Requirement » Give the lines of the rows below as a numbered list, from the line with "of the overcast" up to and including the final line of the rows. Skip any blank lines.

** start of Record extracts **

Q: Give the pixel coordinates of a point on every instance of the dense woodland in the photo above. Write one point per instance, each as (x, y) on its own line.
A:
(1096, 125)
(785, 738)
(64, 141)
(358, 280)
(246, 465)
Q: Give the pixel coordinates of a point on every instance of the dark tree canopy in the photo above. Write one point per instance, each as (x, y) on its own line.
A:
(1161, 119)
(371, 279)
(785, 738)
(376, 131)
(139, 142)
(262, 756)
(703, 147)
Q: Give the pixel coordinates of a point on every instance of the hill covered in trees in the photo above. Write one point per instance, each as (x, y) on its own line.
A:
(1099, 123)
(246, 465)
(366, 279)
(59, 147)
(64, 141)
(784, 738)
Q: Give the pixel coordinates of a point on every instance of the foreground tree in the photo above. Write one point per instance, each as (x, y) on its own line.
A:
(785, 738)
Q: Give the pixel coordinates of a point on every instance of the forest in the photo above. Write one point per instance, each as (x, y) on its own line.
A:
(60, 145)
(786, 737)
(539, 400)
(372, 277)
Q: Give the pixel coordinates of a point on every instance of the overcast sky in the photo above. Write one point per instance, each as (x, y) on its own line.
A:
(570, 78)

** end of Record extracts **

The completed task »
1. Q: Give the pixel coordinates of a point on every instance of the overcast sky in the photo above. Write one point per instance, each as (x, y) on its own line.
2. A:
3. (570, 78)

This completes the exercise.